§ **Exercice A**
Repérez dans les enregistrements chaque ligne qui contient le mot « black » et recopiez-la. La casse compte.

╭─ Extrait du texte

CONTREFACON DE LOGICIELS : 3 millions de bonnes raisons de faire valoir ses droits

La valeur d’un logiciel n’est plus à démontrer, comme le confirme ce jugement du tribunal de Marseille rendu le 23 septembre 2021, condamnant à près de 3 millions d’Euros une société pour contrefaçon d’un logiciel !

Ce jugement est par ailleurs intéressant par la méthodologie suivie pour :
– vérifier l’éligibilité du logiciel contrefait à la protection par le droit d’auteur,
– établir la titularité des droits du plaignant, et
– caractériser la contrefaçon et la concurrence déloyale.

Ce jugement précise le fonctionnement de la protection des logiciels, et rappelle l’intérêt stratégique des dépôts de codes sources auprès de l’APP.

Petit retour sur les faits

La société Generix est propriétaire d’un WMS (logiciel de gestion d’entrepôt) ayant fait l’objet de plusieurs dépôts à l’Agence pour la Protection des Programmes (APP).

En 2011, le responsable du support solutions de Generix quitte ses fonctions pour créer sa propre société concurrente, la société ACSEP, suivi peu de temps après par 9 anciens salariés de Generix, puis par plusieurs clients de cette dernière.

En 2014 et 2015, Generix est alerté de l’utilisation des codes sources de son WMS par ACSEP. Generix constitue alors les preuves nécessaires et assigne ACSEP en justice pour contrefaçon de son logiciel et concurrence déloyale.

La méthodologie suivie par les tribunaux

Avant toute chose, le tribunal de Marseille doit s’assurer que Generix peut prétendre à une protection de son logiciel. Il vérifie donc :

    • La titularité des droits sur le logiciel : sur ce point, le tribunal s’est référé notamment aux dépôts effectués auprès de l’APP.
      La force probante des dépôts à l’APP avait déjà été reconnue au judiciaire, ce jugement n’en est qu’une confirmation. Une nouvelle occasion donc de rappeler l’importance de ces dépôts pour obtenir une date certaine et établir la paternité des codes sources.
    • Le caractère protégeable du logiciel : la protection applicable étant le droit d’auteur, il faut rechercher son originalité.
      Ce point mérite quelques lignes car l’originalité, en droit, est définie comme « l’empreinte de la personnalité de son auteur ». Une notion plus adaptée aux œuvres graphiques ou littéraires, au sens plus conventionnel du terme.

╰─
╭─ Données de l'exercice

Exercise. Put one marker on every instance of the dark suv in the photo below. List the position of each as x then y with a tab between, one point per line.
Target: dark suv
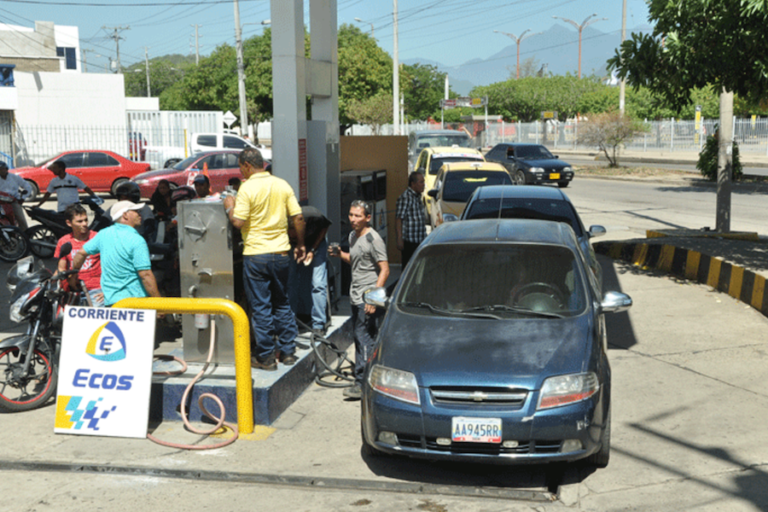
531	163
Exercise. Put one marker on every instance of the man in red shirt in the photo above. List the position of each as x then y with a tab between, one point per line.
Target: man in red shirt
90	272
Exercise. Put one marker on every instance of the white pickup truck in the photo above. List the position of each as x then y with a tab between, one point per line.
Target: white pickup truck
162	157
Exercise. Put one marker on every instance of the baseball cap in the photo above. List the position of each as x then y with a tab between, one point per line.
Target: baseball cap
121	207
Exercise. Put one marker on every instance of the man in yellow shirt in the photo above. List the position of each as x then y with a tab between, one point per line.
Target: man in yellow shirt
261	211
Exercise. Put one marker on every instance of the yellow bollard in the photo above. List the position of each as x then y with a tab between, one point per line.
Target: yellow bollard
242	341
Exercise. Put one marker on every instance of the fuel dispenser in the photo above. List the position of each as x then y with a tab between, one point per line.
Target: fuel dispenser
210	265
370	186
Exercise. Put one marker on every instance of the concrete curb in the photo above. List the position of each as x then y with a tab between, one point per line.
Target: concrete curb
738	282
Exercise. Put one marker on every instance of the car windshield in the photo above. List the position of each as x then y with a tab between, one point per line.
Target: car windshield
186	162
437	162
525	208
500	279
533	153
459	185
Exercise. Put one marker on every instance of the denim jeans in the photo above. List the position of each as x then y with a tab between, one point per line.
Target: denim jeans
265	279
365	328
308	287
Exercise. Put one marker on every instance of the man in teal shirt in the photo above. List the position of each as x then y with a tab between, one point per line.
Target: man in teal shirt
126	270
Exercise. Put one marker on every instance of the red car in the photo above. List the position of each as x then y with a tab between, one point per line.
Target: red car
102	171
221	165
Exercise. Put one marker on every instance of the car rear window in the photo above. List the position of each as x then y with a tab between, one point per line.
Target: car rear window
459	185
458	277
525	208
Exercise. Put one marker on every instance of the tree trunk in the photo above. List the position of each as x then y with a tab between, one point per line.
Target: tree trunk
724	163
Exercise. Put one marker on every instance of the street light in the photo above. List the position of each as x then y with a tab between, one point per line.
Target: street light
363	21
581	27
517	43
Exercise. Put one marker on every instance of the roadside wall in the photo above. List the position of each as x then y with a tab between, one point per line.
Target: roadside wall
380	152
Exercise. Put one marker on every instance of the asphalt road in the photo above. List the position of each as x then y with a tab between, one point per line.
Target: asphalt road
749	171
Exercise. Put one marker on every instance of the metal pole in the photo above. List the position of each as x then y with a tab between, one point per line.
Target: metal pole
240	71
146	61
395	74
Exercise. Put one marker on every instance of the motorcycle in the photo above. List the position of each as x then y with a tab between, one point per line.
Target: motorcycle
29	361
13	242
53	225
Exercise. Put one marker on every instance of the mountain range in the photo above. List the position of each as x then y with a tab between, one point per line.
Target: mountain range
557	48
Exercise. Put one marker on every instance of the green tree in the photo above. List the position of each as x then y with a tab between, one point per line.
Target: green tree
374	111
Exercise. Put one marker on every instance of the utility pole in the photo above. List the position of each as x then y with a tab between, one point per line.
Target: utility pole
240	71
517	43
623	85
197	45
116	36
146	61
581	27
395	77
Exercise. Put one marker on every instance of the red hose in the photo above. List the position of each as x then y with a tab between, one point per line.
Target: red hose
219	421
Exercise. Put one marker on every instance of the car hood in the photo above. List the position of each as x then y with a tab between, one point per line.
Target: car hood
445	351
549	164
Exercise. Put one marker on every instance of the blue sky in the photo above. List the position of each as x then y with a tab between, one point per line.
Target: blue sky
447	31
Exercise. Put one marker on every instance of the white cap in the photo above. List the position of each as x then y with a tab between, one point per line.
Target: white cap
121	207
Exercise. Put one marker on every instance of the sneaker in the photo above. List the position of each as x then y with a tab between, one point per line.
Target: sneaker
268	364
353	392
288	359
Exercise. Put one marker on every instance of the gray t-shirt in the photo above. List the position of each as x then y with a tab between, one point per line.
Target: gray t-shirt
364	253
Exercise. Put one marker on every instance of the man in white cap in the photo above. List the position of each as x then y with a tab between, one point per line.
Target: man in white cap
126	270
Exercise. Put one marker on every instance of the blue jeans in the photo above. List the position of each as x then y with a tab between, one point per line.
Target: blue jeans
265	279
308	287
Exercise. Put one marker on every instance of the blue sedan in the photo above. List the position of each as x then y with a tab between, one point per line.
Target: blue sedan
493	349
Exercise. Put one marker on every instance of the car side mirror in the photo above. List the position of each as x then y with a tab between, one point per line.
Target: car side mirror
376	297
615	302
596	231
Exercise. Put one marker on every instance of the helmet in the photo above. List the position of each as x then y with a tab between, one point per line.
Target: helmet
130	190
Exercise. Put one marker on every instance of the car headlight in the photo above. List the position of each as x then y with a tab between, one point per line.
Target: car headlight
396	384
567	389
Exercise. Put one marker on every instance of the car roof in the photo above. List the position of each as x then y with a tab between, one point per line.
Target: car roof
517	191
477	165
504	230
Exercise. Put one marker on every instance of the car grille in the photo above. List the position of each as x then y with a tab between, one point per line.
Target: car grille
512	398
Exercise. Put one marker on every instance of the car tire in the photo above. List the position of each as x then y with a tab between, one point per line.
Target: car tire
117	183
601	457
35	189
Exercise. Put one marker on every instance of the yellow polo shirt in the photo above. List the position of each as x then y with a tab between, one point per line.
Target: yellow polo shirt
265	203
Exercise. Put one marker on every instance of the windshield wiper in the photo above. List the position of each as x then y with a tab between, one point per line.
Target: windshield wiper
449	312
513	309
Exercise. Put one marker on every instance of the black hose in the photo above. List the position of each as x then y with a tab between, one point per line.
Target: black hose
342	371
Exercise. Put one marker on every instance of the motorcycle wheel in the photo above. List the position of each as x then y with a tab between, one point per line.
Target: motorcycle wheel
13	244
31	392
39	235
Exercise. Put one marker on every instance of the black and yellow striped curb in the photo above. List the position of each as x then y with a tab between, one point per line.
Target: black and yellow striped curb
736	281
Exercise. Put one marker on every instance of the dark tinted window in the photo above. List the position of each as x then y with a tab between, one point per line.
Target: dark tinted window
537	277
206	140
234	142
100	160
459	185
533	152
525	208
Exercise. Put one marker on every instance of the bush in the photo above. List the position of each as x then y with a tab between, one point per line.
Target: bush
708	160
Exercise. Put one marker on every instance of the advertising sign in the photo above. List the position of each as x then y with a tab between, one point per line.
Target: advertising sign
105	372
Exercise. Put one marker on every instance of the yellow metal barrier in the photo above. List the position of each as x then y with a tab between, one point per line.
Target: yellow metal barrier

╰─

§ **Exercice B**
Mettez à jour l'extrait sur la contrefaçon de logiciels en le réécrivant à partir des mots « La valeur d’un » et jusqu'après les mots « sources auprès de l’APP. ». Remplacez-y « jugement » par « verdict ».

§ **Réponse A**
Exercise. Put one marker on every instance of the black hose in the photo above. List the position of each as x then y with a tab between, one point per line.
Target: black hose
Exercise. Put one marker on every instance of the black and yellow striped curb in the photo above. List the position of each as x then y with a tab between, one point per line.
Target: black and yellow striped curb

§ **Réponse B**
La valeur d’un logiciel n’est plus à démontrer, comme le confirme ce verdict du tribunal de Marseille rendu le 23 septembre 2021, condamnant à près de 3 millions d’Euros une société pour contrefaçon d’un logiciel !

Ce verdict est par ailleurs intéressant par la méthodologie suivie pour :
– vérifier l’éligibilité du logiciel contrefait à la protection par le droit d’auteur,
– établir la titularité des droits du plaignant, et
– caractériser la contrefaçon et la concurrence déloyale.

Ce verdict précise le fonctionnement de la protection des logiciels, et rappelle l’intérêt stratégique des dépôts de codes sources auprès de l’APP.